### TEXTO CITADO
'''

Política

Dois meses depois, caso de menina morta em Rio do Sul segue sem desfecho

Polícia desconhece quem matou Ana Beatriz Schelter, 12 anos, e nem a causa da morte. Envolto em dúvidas, caso chocou a cidade e intriga a família.

Dois meses depois, caso de menina morta em Rio do Sul segue sem desfecho Ismael e Cláudia Schelter (Foto: Patrick Rodrigues / Agencia RBS)

O segundo dia de março era apenas mais uma quarta-feira comum. Ana Beatriz Schelter, 12 anos, passou a manhã em casa com o pai – que havia entrado em férias no dia anterior – almoçou ao meio-dia e, pouco antes de o relógio marcar uma da tarde, pegou sua mochila e saiu em direção à escola. Ela morava às margens da BR-470 em Rio do Sul e fazia esse caminho todos os dias. Saía de casa, seguia pela margem da rodovia até uma passagem onde cruzava a pista e caminhava até a escola Professor Henrique Silva Fontes. Um trajeto de pouco mais de um quilômetro.

Neste dia, no entanto, Ana Beatriz desapareceu neste caminho e sua história ganhou um traço trágico e chocante para a família e a cidade. A tímida garota nunca chegou à escola no dia 2 de março, não voltou para casa ao fim do dia e foi encontrada às 9h do dia seguinte, morta, dentro de um contêiner em uma empresa há 2,4 km da sua escola. Passados mais de dois meses, nem a polícia nem a família de Ana têm respostas para o que aconteceu com ela entre às 13h da fatídica quarta-feira e o momento em que ela foi encontrada no dia seguinte.

'''

### LISTAGEM FORNECIDA
'''

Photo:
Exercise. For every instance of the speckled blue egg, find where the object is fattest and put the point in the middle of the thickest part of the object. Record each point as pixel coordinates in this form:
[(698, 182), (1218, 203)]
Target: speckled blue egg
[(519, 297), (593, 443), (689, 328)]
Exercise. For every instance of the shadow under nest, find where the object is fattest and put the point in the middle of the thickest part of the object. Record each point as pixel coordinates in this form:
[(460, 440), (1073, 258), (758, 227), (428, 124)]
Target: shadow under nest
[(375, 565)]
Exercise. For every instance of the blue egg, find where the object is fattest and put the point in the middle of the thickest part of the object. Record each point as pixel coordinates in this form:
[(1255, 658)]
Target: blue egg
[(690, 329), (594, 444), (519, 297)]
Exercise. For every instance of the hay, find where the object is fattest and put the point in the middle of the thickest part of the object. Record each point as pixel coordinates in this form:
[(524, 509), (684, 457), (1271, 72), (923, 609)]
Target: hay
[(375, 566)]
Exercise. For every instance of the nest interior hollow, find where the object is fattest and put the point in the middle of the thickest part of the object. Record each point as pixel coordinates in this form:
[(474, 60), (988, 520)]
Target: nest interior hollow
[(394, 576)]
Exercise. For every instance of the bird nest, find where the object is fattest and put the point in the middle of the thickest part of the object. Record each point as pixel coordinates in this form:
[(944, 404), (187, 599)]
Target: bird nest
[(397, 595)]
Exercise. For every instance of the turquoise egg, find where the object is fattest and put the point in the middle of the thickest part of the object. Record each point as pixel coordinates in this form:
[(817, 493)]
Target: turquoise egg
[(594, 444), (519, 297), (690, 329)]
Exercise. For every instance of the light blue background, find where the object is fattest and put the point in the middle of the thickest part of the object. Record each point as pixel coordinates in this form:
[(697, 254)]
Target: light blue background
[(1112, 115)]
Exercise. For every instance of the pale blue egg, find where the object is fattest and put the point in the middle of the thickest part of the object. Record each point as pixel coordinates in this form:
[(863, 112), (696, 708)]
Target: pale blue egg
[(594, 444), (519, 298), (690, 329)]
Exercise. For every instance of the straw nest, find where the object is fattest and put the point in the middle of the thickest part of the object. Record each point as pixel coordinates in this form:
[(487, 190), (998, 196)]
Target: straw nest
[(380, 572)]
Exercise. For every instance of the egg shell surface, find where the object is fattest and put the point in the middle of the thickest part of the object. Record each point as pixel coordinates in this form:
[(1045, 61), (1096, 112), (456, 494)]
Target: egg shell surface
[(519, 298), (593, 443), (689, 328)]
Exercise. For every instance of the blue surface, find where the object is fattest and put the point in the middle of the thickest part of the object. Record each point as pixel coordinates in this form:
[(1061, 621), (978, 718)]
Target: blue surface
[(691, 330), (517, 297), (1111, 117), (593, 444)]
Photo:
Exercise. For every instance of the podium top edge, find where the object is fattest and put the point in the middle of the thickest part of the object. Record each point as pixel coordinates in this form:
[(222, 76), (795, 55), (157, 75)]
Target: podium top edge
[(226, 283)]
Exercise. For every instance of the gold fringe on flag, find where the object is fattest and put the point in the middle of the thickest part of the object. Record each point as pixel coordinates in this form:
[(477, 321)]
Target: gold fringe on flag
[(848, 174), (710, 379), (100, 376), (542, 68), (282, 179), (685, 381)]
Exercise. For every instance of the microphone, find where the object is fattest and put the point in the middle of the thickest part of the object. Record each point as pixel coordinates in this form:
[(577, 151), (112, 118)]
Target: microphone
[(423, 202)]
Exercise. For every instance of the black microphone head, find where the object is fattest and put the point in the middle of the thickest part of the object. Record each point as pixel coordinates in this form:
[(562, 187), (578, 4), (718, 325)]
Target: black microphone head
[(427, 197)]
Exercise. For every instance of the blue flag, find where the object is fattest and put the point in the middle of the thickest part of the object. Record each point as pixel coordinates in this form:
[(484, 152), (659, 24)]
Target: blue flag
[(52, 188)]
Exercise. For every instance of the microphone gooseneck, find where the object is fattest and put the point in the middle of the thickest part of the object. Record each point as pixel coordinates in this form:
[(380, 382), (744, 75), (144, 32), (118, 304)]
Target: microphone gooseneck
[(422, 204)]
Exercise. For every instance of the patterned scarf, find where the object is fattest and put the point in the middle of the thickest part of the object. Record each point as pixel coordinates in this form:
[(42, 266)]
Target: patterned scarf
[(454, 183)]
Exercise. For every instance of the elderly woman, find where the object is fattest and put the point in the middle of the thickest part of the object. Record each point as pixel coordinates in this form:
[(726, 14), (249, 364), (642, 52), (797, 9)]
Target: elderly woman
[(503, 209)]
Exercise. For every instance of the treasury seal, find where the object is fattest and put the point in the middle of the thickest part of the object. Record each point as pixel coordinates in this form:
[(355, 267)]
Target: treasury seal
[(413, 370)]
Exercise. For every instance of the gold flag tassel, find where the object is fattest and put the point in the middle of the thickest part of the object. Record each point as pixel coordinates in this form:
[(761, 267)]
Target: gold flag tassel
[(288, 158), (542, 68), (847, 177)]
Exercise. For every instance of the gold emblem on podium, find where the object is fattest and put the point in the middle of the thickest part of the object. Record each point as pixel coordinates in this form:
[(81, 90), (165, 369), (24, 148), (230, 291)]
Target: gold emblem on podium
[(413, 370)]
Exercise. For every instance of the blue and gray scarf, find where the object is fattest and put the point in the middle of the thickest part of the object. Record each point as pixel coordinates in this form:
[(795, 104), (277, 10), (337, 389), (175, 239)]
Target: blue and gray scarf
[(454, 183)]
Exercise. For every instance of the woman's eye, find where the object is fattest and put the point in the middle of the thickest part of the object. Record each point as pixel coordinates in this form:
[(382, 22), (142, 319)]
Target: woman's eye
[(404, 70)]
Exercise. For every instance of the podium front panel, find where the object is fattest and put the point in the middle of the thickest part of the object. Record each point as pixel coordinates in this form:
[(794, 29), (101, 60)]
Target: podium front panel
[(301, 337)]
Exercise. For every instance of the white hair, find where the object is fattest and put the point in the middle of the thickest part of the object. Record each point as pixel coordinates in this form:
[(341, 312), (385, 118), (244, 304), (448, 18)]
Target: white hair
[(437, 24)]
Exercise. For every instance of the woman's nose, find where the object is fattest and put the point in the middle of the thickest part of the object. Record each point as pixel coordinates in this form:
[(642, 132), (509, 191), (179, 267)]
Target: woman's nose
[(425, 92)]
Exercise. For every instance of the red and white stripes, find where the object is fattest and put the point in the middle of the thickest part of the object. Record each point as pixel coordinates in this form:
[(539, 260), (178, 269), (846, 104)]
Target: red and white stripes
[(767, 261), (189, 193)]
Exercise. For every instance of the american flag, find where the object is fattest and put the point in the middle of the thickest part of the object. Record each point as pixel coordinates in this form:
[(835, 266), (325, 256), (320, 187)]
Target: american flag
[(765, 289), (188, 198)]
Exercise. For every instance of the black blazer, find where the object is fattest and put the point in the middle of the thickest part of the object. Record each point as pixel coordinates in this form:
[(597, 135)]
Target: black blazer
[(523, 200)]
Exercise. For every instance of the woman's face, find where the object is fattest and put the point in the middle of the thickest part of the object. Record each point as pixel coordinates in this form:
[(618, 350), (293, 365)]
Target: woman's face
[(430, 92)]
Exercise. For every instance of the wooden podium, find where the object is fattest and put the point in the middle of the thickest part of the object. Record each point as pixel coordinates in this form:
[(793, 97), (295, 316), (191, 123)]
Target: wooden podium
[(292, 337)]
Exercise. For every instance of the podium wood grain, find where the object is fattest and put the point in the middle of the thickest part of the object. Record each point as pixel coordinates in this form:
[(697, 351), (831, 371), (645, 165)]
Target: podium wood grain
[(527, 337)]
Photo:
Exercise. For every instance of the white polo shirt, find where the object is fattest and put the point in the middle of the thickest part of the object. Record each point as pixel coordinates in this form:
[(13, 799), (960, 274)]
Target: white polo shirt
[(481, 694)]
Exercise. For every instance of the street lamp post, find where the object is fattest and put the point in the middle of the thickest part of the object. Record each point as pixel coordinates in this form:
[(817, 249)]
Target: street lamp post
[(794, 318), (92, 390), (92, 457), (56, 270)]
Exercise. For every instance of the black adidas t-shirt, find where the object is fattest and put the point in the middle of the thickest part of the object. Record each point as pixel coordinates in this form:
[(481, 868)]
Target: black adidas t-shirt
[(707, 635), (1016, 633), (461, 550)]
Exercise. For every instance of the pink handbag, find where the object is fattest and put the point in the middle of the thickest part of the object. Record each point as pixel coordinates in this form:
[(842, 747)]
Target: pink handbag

'''

### OBJETIVOS
1 – Cite, sem alterações, o trecho da reportagem que começa em "Polícia desconhece quem" e segue até "de um quilômetro.".
2 – Por favor, imprima sem alterações as linhas da listagem, começando pela linha com "Exercise. For every instance of the woman's face, find" e seguindo até o fim da listagem.
A listagem não tem nenhuma relação com a reportagem.

### RESULTADOS DAS TAREFAS
1 –
Polícia desconhece quem matou Ana Beatriz Schelter, 12 anos, e nem a causa da morte. Envolto em dúvidas, caso chocou a cidade e intriga a família.

Dois meses depois, caso de menina morta em Rio do Sul segue sem desfecho Ismael e Cláudia Schelter (Foto: Patrick Rodrigues / Agencia RBS)

O segundo dia de março era apenas mais uma quarta-feira comum. Ana Beatriz Schelter, 12 anos, passou a manhã em casa com o pai – que havia entrado em férias no dia anterior – almoçou ao meio-dia e, pouco antes de o relógio marcar uma da tarde, pegou sua mochila e saiu em direção à escola. Ela morava às margens da BR-470 em Rio do Sul e fazia esse caminho todos os dias. Saía de casa, seguia pela margem da rodovia até uma passagem onde cruzava a pista e caminhava até a escola Professor Henrique Silva Fontes. Um trajeto de pouco mais de um quilômetro.

2 –
Exercise. For every instance of the woman's face, find where the object is fattest and put the point in the middle of the thickest part of the object. Record each point as pixel coordinates in this form:
[(618, 350), (293, 365)]
Target: woman's face
[(430, 92)]
Exercise. For every instance of the wooden podium, find where the object is fattest and put the point in the middle of the thickest part of the object. Record each point as pixel coordinates in this form:
[(793, 97), (295, 316), (191, 123)]
Target: wooden podium
[(292, 337)]
Exercise. For every instance of the podium wood grain, find where the object is fattest and put the point in the middle of the thickest part of the object. Record each point as pixel coordinates in this form:
[(697, 351), (831, 371), (645, 165)]
Target: podium wood grain
[(527, 337)]
Photo:
Exercise. For every instance of the white polo shirt, find where the object is fattest and put the point in the middle of the thickest part of the object. Record each point as pixel coordinates in this form:
[(13, 799), (960, 274)]
Target: white polo shirt
[(481, 694)]
Exercise. For every instance of the street lamp post, find where the object is fattest and put the point in the middle of the thickest part of the object. Record each point as pixel coordinates in this form:
[(817, 249)]
Target: street lamp post
[(794, 318), (92, 390), (92, 457), (56, 270)]
Exercise. For every instance of the black adidas t-shirt, find where the object is fattest and put the point in the middle of the thickest part of the object. Record each point as pixel coordinates in this form:
[(481, 868)]
Target: black adidas t-shirt
[(707, 635), (1016, 633), (461, 550)]
Exercise. For every instance of the pink handbag, find where the object is fattest and put the point in the middle of the thickest part of the object. Record each point as pixel coordinates in this form:
[(842, 747)]
Target: pink handbag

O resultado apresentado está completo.